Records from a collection
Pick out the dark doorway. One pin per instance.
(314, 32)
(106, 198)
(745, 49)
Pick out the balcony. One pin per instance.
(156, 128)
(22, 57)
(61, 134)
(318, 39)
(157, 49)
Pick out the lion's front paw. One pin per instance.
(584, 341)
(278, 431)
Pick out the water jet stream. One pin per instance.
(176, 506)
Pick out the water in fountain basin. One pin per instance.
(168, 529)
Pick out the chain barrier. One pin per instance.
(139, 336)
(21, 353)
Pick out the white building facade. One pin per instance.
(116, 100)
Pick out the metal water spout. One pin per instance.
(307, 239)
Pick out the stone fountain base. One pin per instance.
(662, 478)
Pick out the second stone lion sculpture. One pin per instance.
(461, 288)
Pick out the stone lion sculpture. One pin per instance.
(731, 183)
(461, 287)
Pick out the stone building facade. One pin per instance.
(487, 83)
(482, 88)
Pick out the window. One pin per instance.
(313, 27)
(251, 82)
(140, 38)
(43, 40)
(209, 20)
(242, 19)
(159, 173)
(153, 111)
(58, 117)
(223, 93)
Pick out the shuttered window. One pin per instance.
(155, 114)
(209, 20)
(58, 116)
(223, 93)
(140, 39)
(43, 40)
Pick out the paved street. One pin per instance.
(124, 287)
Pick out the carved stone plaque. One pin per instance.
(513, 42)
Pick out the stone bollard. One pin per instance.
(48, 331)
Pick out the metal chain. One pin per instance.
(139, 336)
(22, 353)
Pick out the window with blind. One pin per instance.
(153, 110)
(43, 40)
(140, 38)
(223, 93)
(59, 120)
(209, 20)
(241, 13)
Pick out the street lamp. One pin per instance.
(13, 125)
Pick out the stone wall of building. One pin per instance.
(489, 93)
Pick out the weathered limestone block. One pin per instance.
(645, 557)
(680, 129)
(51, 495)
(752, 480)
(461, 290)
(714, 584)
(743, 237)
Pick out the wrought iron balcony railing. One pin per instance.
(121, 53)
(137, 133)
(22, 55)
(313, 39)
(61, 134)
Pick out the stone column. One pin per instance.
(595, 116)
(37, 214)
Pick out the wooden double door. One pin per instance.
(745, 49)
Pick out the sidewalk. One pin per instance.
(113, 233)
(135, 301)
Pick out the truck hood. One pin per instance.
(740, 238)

EXERCISE BRIEF
Give back exactly the lines that run from the line with "Pick out the metal chain." through the close of the material, counting both ends, and nothing more.

SOLVED EXERCISE
Pick out the metal chain. One pin per instance.
(139, 336)
(22, 353)
Pick out the window with blind. One pin per instance.
(153, 110)
(43, 40)
(140, 38)
(223, 93)
(59, 120)
(209, 20)
(241, 13)
Pick out the street lamp. One pin per instance.
(13, 125)
Pick out the stone wall of building. One pin per instance.
(489, 93)
Pick out the weathered limestone block. One pin per instance.
(645, 557)
(680, 129)
(51, 495)
(752, 480)
(461, 290)
(714, 584)
(743, 237)
Pick out the wrought iron balcony railing. One pin per instance.
(121, 53)
(137, 133)
(22, 55)
(313, 39)
(61, 134)
Pick out the stone column. One pin per instance.
(595, 116)
(37, 214)
Pick out the wooden double door. One pin per instance.
(745, 49)
Pick out the sidewalk. One pin per instance.
(113, 233)
(135, 301)
Pick out the truck hood. One pin per instance.
(740, 238)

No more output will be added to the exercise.